--- start Page excerpt ---

ROSALBA CARRIERA’S MAN IN PILGRIM’S COSTUME – AVAILABLE AUGUST 2023

With an essay by Xavier F. Salomon, Deputy Director and Peter Jay Sharp Chief Curator, and text by Swiss artist Nicolas Party, this book focuses on a spectacular eighteenth-century pastel bequeathed to the museum in 2020 by Alexis Gregory, the founder of Vendome Press.

Party is the preeminent artist working with pastels today. In conjunction with the Diptych book—and in response to the Rosalba portrait—this June the Frick will debut a site-specific pastel mural created by Party at the museum’s temporary home, Frick Madison. In order to include images of the installation in the diptych, the volume will be published six to eight weeks after the opening of this keenly anticipated installation.

--- end Page excerpt ---

▶ Problems to solve:
1. Sum up the Rosalba Carriera book announcement in two sentences.
2. Carry on writing the Rosalba Carriera book announcement, starting after its final sentence.
The lines after this point are separate material, apart from the Rosalba Carriera book announcement.

--- start Data excerpt ---

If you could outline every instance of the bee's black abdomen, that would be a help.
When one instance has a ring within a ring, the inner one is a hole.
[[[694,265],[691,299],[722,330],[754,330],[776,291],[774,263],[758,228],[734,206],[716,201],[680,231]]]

--- end Data excerpt ---

▶ Outputs for the tasks:
1. The book, available in August 2023, centers on an eighteenth-century pastel by Rosalba Carriera that Alexis Gregory, founder of Vendome Press, left to the museum in 2020, and it pairs an essay by Xavier F. Salomon with text by Swiss artist Nicolas Party. This June the Frick will debut Party's site-specific pastel mural at Frick Madison, and the volume will come out six to eight weeks later so it can include images of that installation.

2.
Despite the fragility of pastel, the Rosalba portrait, executed about 1730, is in pristine condition. Rosalba spent the entirety of her career in her native Venice and was celebrated during her lifetime throughout Europe for her pastel portraiture. Nothing is known about the sitter in the Frick drawing. He is portrayed as a pilgrim, wearing a black cape and holding a staff, which could indicate that he was a member of the Pellegrini family—pellegrini being the Italian word for “pilgrims.” More likely, his attire is simply a costume related to the Venetian Carnival.